(WHAT NEEDS TO BE DONE): Echo the lawn care text below word for word, from its title to its final sentence.

Understanding Your Lawn and How to Care for It
Lawns are resilient, but they still need the correct care to flourish. Many people try to achieve short, fine, bowling green lawns, but at what cost?
Knowing Your Lawn Type
Hardwearing turf is what you will need for your lawn areas where there will be high traffic.’ High traffic means excessive footfall from playing children and dogs so, it needs to withstand a certain about of wear and tear shall we say. This type of lawn is formulated with a higher percentage of ryegrass, and ryegrass is a much thicker grass type that allows it to bounce back from stress. So, don’t expect to have a bowling green from a few short cuts on your hardwearing garden lawn, it won’t happen. You need a finer lawn for that.

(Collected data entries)
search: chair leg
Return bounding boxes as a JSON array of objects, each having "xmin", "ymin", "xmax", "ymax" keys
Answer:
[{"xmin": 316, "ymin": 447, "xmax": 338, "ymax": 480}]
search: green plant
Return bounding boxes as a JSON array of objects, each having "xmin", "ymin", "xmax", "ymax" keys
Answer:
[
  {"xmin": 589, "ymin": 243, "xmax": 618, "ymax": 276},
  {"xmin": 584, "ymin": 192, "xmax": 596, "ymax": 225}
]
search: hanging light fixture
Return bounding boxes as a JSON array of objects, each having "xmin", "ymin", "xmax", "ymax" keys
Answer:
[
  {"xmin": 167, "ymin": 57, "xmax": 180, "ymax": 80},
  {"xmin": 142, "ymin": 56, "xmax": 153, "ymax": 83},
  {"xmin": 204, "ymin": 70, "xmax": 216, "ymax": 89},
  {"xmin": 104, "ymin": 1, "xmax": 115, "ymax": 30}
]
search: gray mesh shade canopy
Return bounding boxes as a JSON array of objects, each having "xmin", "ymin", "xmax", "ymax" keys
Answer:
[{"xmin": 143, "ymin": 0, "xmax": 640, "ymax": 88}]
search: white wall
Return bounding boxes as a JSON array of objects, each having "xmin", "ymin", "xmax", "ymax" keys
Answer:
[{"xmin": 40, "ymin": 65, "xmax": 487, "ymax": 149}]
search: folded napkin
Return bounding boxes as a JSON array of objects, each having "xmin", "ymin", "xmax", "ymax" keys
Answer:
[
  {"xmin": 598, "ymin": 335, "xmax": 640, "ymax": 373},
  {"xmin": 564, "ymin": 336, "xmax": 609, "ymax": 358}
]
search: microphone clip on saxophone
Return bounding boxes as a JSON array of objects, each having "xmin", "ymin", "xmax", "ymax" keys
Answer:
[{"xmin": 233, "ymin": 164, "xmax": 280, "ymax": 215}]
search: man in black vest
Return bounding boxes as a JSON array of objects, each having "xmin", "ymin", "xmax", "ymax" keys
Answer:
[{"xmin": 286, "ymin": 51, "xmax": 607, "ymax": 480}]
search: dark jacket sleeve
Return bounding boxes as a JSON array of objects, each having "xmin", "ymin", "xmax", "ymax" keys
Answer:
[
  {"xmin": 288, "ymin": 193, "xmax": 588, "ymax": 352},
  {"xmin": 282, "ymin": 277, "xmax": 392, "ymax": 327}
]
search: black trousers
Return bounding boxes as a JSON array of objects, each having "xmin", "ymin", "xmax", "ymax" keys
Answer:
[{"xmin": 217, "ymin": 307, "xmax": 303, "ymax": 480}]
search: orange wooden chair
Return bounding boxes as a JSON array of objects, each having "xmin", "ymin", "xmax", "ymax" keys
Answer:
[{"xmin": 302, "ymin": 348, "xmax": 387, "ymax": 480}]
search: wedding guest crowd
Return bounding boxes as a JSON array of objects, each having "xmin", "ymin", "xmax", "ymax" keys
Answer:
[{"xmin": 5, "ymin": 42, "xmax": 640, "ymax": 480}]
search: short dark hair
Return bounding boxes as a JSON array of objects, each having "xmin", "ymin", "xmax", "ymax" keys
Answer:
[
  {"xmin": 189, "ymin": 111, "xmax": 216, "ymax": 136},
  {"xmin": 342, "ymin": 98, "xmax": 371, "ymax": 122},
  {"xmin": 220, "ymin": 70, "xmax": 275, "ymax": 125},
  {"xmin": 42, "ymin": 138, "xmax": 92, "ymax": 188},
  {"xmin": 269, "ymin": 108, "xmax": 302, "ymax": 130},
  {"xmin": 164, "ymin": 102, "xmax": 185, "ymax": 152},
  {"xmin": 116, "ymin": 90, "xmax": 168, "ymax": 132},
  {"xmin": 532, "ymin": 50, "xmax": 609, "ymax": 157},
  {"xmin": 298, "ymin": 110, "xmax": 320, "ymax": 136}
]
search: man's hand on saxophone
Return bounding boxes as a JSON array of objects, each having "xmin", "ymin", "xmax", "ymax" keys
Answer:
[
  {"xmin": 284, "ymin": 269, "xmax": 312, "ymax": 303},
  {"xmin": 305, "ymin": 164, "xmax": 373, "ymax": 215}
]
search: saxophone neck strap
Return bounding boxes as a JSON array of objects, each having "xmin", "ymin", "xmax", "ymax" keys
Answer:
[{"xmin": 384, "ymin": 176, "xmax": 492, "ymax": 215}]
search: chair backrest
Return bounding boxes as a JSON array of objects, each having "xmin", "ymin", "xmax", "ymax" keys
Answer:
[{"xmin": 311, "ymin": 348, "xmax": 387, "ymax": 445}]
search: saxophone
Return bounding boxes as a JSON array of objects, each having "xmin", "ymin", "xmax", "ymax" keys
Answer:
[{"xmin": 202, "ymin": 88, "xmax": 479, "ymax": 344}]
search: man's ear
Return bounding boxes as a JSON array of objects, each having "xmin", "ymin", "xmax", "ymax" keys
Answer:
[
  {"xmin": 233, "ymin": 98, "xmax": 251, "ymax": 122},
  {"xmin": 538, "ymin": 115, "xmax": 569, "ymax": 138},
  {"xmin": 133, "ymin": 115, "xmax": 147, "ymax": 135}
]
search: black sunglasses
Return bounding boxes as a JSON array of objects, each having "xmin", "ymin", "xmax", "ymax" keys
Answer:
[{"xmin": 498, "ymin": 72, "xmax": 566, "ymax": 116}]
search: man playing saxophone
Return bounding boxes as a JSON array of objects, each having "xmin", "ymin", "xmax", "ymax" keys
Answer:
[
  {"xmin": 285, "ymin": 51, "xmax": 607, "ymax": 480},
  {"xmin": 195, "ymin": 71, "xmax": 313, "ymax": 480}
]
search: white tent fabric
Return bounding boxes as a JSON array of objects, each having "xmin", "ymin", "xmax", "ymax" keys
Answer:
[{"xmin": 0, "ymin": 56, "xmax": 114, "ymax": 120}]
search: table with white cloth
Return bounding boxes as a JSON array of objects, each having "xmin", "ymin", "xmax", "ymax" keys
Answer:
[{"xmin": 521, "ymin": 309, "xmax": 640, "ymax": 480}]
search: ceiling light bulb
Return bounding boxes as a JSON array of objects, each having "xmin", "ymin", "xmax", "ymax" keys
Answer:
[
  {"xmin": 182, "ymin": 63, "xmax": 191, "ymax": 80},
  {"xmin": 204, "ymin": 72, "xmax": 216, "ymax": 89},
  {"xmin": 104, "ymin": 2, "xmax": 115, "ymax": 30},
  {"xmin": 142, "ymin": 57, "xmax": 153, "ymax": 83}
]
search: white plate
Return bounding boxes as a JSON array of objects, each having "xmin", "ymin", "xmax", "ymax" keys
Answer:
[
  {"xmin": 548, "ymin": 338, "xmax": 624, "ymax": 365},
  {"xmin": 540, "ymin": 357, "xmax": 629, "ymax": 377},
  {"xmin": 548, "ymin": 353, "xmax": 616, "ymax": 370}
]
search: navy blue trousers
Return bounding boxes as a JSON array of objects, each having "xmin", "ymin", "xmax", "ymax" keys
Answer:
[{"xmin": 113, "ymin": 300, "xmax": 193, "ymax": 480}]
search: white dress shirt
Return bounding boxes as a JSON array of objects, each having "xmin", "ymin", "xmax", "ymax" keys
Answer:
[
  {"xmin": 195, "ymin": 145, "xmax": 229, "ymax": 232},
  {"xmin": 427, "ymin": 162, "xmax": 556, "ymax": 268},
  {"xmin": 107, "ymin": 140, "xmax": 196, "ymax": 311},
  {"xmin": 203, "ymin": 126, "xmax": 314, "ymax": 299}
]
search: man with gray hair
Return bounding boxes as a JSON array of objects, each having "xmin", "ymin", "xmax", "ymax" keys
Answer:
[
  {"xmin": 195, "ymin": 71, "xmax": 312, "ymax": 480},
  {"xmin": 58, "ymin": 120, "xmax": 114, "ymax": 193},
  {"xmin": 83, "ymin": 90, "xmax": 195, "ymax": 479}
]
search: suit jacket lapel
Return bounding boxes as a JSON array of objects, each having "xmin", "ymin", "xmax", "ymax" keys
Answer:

(ANSWER IN FULL):
Understanding Your Lawn and How to Care for It
Lawns are resilient, but they still need the correct care to flourish. Many people try to achieve short, fine, bowling green lawns, but at what cost?
Knowing Your Lawn Type
Hardwearing turf is what you will need for your lawn areas where there will be high traffic.’ High traffic means excessive footfall from playing children and dogs so, it needs to withstand a certain about of wear and tear shall we say. This type of lawn is formulated with a higher percentage of ryegrass, and ryegrass is a much thicker grass type that allows it to bounce back from stress. So, don’t expect to have a bowling green from a few short cuts on your hardwearing garden lawn, it won’t happen. You need a finer lawn for that.